(Records from a collection)
* * *

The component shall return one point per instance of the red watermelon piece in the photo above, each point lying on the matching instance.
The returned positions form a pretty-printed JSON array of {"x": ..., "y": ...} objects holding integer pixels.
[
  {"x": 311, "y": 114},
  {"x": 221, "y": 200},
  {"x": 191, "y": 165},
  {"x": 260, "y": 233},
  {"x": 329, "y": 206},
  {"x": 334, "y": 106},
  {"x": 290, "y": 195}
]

* * *

### TASK TO COMPLETE
Each record above is to be printed again exactly as written.

### EXPECTED ANSWER
The component shall return one point per instance of the red watermelon piece in the photo above, each point lying on the matching instance.
The returned positions form a pretty-printed JSON array of {"x": ..., "y": ...} objects holding integer pixels.
[
  {"x": 311, "y": 114},
  {"x": 221, "y": 200},
  {"x": 191, "y": 165},
  {"x": 260, "y": 233},
  {"x": 329, "y": 206},
  {"x": 334, "y": 106},
  {"x": 290, "y": 195}
]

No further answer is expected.